■ **Direction**: Reproduce the event announcement word for word from "An event in" up to and including "University of Kansas.".

An event in the framework of Shaping the Past
Join the Goethe Pop Up Kansas City for a conversation about “Approaching Reconciliation, or the Discomfort of Remembrance” between Shaping the Past Fellow Patrick Weems, Executive Director of the Emmett Till Interpretive Center, Berlin-based American philosopher Susan Neiman, author of Learning from the Germans: Race and the Memory of Evil, artist Glenn North, Co-Liaison of the Community Remembrance Project Missouri in Kansas City, and Dave Tell, Co-Director of the Institute for Digital Research in the Humanities at the University of Kansas.
The conversation will touch on two places of remembrance for victims of lynching—Levi Harrington in Kansas City, MO and Emmett Till in the Mississippi Delta—whose horrific deaths are commemorated through site-specific markers, performative actions, educational programs, and more. Our speakers will discuss the various approaches to memorialization in both cases, the regular attacks on these memorials, and how these acts of racial terror in the past and their memorialization in the present continue to shape these communities and our society as a whole.

■ **Photo object pointing records**:
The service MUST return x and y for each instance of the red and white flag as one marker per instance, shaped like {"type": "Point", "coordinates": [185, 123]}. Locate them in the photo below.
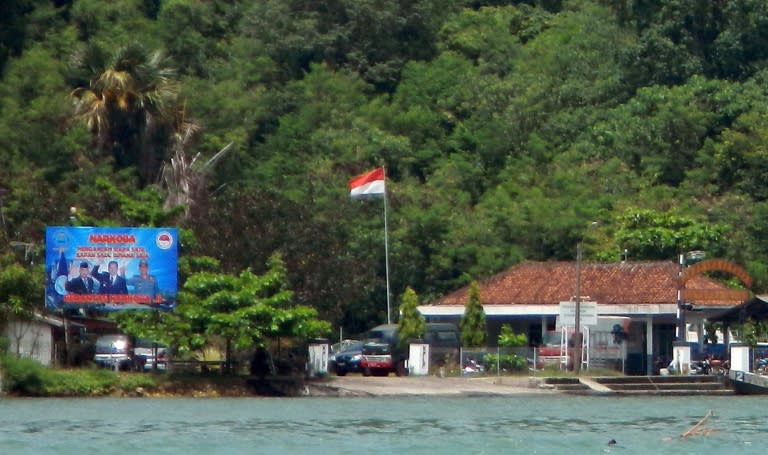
{"type": "Point", "coordinates": [370, 184]}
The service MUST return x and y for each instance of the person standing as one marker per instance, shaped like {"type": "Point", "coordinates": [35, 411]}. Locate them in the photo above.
{"type": "Point", "coordinates": [144, 283]}
{"type": "Point", "coordinates": [81, 284]}
{"type": "Point", "coordinates": [110, 282]}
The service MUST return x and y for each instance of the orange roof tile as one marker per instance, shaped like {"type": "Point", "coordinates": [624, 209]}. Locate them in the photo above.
{"type": "Point", "coordinates": [604, 283]}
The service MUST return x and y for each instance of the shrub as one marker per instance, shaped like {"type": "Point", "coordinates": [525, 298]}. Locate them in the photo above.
{"type": "Point", "coordinates": [507, 362]}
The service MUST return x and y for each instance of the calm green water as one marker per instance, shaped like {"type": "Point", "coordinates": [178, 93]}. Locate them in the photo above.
{"type": "Point", "coordinates": [425, 425]}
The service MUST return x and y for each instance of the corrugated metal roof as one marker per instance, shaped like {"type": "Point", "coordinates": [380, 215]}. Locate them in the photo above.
{"type": "Point", "coordinates": [606, 283]}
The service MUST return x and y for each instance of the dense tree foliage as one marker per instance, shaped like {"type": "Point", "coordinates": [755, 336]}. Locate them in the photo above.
{"type": "Point", "coordinates": [473, 325]}
{"type": "Point", "coordinates": [506, 128]}
{"type": "Point", "coordinates": [410, 325]}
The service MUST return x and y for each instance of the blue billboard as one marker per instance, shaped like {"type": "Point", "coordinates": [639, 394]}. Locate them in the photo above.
{"type": "Point", "coordinates": [110, 268]}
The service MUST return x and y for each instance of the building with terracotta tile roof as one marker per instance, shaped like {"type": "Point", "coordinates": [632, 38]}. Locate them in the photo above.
{"type": "Point", "coordinates": [657, 297]}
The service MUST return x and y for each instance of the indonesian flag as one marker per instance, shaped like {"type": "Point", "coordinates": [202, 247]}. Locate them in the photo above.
{"type": "Point", "coordinates": [370, 184]}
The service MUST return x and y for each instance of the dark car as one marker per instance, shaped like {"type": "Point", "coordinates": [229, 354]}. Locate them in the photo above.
{"type": "Point", "coordinates": [348, 359]}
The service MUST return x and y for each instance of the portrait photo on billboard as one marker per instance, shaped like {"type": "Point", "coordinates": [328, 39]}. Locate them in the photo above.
{"type": "Point", "coordinates": [111, 268]}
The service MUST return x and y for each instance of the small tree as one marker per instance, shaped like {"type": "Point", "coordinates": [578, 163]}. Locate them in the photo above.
{"type": "Point", "coordinates": [509, 339]}
{"type": "Point", "coordinates": [411, 325]}
{"type": "Point", "coordinates": [473, 325]}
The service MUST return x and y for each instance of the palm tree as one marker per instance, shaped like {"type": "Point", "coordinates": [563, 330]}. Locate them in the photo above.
{"type": "Point", "coordinates": [130, 102]}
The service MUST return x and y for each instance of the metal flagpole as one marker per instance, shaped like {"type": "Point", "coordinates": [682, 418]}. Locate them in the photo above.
{"type": "Point", "coordinates": [386, 246]}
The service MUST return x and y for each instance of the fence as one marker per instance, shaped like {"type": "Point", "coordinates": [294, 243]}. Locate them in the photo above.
{"type": "Point", "coordinates": [497, 360]}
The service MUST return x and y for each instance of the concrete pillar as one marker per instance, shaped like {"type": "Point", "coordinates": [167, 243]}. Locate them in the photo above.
{"type": "Point", "coordinates": [649, 345]}
{"type": "Point", "coordinates": [681, 354]}
{"type": "Point", "coordinates": [418, 359]}
{"type": "Point", "coordinates": [318, 358]}
{"type": "Point", "coordinates": [740, 355]}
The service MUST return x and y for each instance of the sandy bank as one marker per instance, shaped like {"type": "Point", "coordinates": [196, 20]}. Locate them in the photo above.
{"type": "Point", "coordinates": [354, 385]}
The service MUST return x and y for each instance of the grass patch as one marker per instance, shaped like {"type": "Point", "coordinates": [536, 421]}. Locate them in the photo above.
{"type": "Point", "coordinates": [27, 377]}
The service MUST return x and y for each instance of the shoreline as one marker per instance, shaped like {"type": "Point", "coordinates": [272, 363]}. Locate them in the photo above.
{"type": "Point", "coordinates": [354, 385]}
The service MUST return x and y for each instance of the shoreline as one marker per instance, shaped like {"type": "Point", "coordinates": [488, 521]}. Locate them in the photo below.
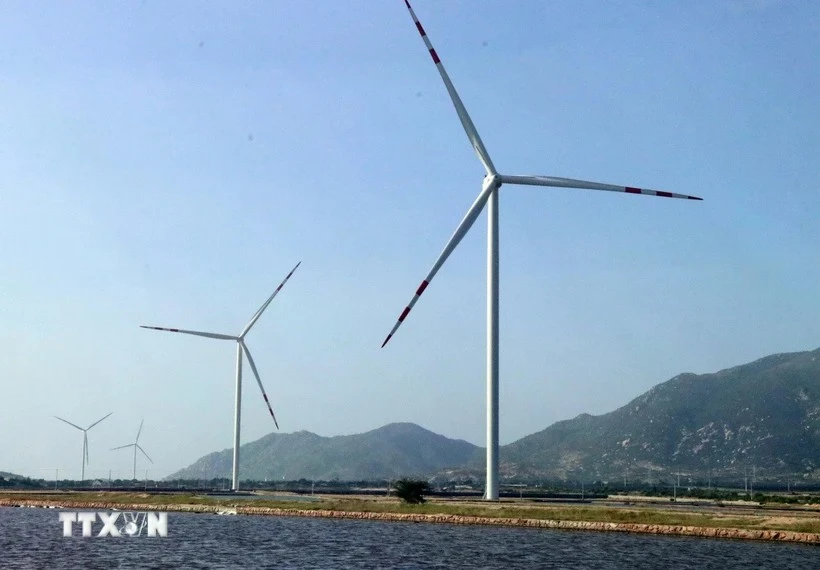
{"type": "Point", "coordinates": [635, 528]}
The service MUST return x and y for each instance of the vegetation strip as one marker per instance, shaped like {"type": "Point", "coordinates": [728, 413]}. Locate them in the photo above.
{"type": "Point", "coordinates": [642, 528]}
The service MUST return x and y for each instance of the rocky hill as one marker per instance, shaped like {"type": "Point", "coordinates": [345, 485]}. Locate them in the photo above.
{"type": "Point", "coordinates": [391, 451]}
{"type": "Point", "coordinates": [762, 416]}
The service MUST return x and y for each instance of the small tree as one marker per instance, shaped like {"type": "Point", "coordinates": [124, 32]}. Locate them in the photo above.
{"type": "Point", "coordinates": [411, 491]}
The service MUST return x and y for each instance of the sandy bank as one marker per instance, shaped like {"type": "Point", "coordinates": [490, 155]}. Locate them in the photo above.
{"type": "Point", "coordinates": [670, 530]}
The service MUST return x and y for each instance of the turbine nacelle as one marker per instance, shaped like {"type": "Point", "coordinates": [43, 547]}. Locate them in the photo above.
{"type": "Point", "coordinates": [241, 349]}
{"type": "Point", "coordinates": [489, 198]}
{"type": "Point", "coordinates": [491, 182]}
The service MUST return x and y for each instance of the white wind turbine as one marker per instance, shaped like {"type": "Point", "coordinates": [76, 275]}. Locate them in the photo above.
{"type": "Point", "coordinates": [136, 445]}
{"type": "Point", "coordinates": [489, 195]}
{"type": "Point", "coordinates": [85, 440]}
{"type": "Point", "coordinates": [240, 348]}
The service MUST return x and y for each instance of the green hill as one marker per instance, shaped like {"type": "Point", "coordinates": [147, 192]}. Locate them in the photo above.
{"type": "Point", "coordinates": [391, 451]}
{"type": "Point", "coordinates": [765, 415]}
{"type": "Point", "coordinates": [762, 416]}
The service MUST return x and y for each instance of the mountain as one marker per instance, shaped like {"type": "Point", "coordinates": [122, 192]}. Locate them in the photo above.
{"type": "Point", "coordinates": [391, 451]}
{"type": "Point", "coordinates": [763, 415]}
{"type": "Point", "coordinates": [6, 475]}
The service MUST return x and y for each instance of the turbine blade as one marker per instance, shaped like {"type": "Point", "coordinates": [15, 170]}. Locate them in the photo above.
{"type": "Point", "coordinates": [195, 333]}
{"type": "Point", "coordinates": [259, 381]}
{"type": "Point", "coordinates": [462, 229]}
{"type": "Point", "coordinates": [554, 182]}
{"type": "Point", "coordinates": [69, 423]}
{"type": "Point", "coordinates": [466, 122]}
{"type": "Point", "coordinates": [98, 421]}
{"type": "Point", "coordinates": [264, 306]}
{"type": "Point", "coordinates": [145, 454]}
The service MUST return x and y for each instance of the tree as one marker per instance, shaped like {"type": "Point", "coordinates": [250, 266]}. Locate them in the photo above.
{"type": "Point", "coordinates": [411, 491]}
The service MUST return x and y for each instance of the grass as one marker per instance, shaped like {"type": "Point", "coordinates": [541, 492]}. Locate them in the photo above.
{"type": "Point", "coordinates": [693, 516]}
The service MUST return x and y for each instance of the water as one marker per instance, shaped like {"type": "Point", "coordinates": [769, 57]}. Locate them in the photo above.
{"type": "Point", "coordinates": [32, 538]}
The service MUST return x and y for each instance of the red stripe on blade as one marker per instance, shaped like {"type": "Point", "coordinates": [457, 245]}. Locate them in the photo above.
{"type": "Point", "coordinates": [422, 287]}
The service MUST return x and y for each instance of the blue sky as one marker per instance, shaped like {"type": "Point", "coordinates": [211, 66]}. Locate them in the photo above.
{"type": "Point", "coordinates": [168, 163]}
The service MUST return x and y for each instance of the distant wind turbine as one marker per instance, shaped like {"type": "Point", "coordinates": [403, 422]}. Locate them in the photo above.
{"type": "Point", "coordinates": [489, 196]}
{"type": "Point", "coordinates": [85, 440]}
{"type": "Point", "coordinates": [136, 445]}
{"type": "Point", "coordinates": [240, 348]}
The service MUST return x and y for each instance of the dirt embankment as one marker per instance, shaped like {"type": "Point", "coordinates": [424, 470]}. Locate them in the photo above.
{"type": "Point", "coordinates": [673, 530]}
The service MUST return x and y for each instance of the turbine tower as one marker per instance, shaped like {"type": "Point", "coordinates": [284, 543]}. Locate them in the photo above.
{"type": "Point", "coordinates": [240, 348]}
{"type": "Point", "coordinates": [489, 197]}
{"type": "Point", "coordinates": [136, 445]}
{"type": "Point", "coordinates": [85, 440]}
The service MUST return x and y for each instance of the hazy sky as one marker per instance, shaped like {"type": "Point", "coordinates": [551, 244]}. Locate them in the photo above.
{"type": "Point", "coordinates": [167, 163]}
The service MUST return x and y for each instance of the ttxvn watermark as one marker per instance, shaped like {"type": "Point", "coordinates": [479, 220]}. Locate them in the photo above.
{"type": "Point", "coordinates": [116, 523]}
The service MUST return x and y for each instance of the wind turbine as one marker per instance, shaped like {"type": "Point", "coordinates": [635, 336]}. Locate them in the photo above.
{"type": "Point", "coordinates": [136, 445]}
{"type": "Point", "coordinates": [85, 440]}
{"type": "Point", "coordinates": [240, 348]}
{"type": "Point", "coordinates": [489, 196]}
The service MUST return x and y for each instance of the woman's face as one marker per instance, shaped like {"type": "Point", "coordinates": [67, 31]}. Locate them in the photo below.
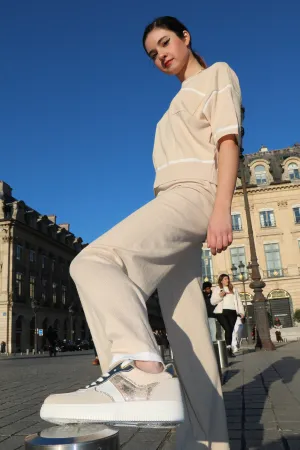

■ **Answer to this problem**:
An event in the framework of Shaping the Past
Join the Goethe Pop Up Kansas City for a conversation about “Approaching Reconciliation, or the Discomfort of Remembrance” between Shaping the Past Fellow Patrick Weems, Executive Director of the Emmett Till Interpretive Center, Berlin-based American philosopher Susan Neiman, author of Learning from the Germans: Race and the Memory of Evil, artist Glenn North, Co-Liaison of the Community Remembrance Project Missouri in Kansas City, and Dave Tell, Co-Director of the Institute for Digital Research in the Humanities at the University of Kansas.